EXERCISE PASSAGE Start Marker

AI-n’t too proud to beg? As artificial intelligence achieves uncanny levels of human likeness, entrepreneurs are already capitalizing on the ease of generating a hot chatbot bod in a creepy cash grab from horny internet users. Recently, denizens of the AI-dabbling web sphere gathered to vote on their favorite digitally developed model in an AI beauty pageant in which the winner — meaning the developers behind the hot bot — earned winnings worth over $20,000. Meanwhile, scientists have become increasingly interested in how we perceive machine-generated people and whether that knowledge has any effect on human behavior.
In a new study published in the journal Cognition and Emotion, a team of scientists from Italy and Finland wanted to observe how we react to AI images designed to sexually arouse — hypothesizing that humans would be less turned on when they believe an image was an avatar. “In particular, we wanted to answer the question: are the images thought to be artificially generated capable of eliciting the same level of arousal as real ones, or do the latter still keep an edge in that regard?” asked study authors Alessandro Demichelis and Alessandro Ansani in a joint statement to PsyPost . Researchers conducted two tests involving images of attractive men and women — all bona fide humans — wearing swimsuits or lingerie.
In one experiment, they asked participants to rate their level of arousal with each photograph, and then guess if the image was AI-generat.

EXERCISE PASSAGE End Marker

_WHAT IS NEEDED_
Answer these questions about the article on reactions to AI-generated images.
(a) What were the winnings in the AI beauty pageant worth?
(b) In which journal was the new study published?
(c) Which two countries were the scientists on the team from?
The records that follow come from a separate source and have no connection to the article.

DATA SHOWN Start Marker

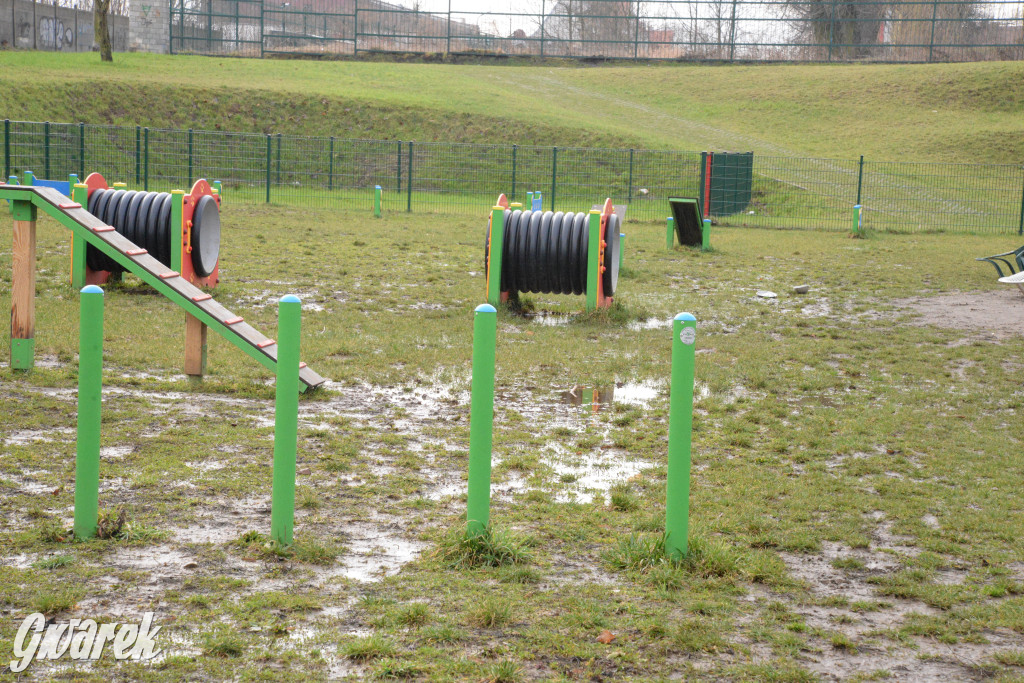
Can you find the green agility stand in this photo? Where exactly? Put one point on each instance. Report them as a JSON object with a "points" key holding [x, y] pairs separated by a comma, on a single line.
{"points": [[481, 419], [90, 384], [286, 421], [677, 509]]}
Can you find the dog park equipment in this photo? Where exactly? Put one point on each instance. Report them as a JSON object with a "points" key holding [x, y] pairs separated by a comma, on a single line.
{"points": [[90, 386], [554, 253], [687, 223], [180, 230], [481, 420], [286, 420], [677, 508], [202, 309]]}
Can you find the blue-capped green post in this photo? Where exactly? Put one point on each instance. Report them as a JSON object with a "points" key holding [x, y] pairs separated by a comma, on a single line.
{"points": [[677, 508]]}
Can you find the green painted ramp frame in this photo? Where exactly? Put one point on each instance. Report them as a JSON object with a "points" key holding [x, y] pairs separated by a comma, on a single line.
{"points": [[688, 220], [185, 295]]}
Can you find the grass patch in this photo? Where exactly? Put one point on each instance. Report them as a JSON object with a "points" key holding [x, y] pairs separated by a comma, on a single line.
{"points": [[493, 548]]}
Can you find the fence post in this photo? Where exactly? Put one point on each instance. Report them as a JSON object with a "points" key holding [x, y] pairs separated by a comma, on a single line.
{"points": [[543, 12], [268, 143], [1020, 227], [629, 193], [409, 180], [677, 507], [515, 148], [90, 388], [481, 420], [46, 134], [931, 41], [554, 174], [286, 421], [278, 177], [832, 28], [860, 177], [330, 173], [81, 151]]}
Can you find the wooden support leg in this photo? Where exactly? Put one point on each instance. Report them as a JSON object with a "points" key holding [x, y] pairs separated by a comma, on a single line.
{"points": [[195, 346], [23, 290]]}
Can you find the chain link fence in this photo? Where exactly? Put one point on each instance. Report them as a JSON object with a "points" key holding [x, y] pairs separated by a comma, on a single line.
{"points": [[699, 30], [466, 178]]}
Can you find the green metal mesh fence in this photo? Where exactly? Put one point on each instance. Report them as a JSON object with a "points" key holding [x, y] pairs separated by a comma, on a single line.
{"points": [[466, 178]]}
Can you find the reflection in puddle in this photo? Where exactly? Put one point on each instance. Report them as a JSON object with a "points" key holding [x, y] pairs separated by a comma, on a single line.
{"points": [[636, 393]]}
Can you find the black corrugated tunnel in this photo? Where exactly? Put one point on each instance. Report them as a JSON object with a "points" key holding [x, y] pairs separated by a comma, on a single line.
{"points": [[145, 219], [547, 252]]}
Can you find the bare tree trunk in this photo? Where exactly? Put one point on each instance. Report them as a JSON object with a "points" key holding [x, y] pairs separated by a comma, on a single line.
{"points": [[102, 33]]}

DATA SHOWN End Marker
DATA SHOWN Start Marker

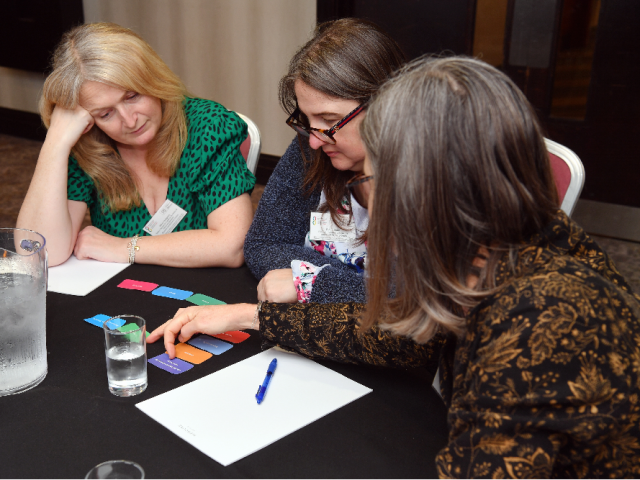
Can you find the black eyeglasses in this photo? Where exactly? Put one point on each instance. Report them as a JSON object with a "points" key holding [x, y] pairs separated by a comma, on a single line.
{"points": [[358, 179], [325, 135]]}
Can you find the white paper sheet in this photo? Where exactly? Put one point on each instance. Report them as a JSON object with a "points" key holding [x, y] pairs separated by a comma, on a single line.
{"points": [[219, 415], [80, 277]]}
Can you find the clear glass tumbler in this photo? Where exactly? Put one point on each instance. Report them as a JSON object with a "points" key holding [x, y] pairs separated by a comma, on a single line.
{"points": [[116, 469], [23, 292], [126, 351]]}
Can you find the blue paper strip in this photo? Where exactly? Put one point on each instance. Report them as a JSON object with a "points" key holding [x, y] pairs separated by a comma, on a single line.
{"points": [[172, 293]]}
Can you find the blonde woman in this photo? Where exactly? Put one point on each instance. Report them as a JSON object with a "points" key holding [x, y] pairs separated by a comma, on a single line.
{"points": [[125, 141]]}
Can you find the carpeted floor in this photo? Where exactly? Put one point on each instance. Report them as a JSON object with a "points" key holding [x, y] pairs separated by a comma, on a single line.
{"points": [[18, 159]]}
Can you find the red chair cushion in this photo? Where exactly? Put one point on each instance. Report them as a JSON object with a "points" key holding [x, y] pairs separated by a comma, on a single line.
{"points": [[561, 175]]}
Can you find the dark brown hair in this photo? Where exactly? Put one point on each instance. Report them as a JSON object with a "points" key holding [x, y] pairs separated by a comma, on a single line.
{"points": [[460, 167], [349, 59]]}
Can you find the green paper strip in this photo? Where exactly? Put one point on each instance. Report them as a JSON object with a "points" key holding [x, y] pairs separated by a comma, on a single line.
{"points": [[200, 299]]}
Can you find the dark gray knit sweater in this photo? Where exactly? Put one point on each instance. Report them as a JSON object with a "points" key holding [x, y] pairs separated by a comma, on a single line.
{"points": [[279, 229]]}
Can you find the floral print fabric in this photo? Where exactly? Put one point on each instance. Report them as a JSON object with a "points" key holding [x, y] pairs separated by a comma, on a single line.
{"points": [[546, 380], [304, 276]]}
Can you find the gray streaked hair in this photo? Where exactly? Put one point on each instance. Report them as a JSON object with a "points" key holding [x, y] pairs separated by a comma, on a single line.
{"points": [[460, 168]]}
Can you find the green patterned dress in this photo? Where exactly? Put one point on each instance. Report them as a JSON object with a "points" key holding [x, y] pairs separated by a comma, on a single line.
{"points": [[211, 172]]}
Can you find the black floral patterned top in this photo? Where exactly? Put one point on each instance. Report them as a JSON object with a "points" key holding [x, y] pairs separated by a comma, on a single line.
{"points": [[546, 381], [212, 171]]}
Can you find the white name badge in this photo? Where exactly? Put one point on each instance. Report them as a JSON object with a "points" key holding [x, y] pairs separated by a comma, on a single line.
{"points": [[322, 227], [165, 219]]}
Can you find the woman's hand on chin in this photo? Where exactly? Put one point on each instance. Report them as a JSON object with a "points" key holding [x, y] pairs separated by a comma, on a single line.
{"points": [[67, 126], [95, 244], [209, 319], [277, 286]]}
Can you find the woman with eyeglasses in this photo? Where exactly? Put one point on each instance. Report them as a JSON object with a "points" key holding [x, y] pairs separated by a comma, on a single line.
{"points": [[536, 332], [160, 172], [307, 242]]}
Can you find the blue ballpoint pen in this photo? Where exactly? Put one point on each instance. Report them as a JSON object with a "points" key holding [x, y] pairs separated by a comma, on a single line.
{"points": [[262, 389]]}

DATA SHOWN End Marker

_ANSWER BOX_
(a) Over $20,000
(b) Cognition and Emotion
(c) Italy and Finland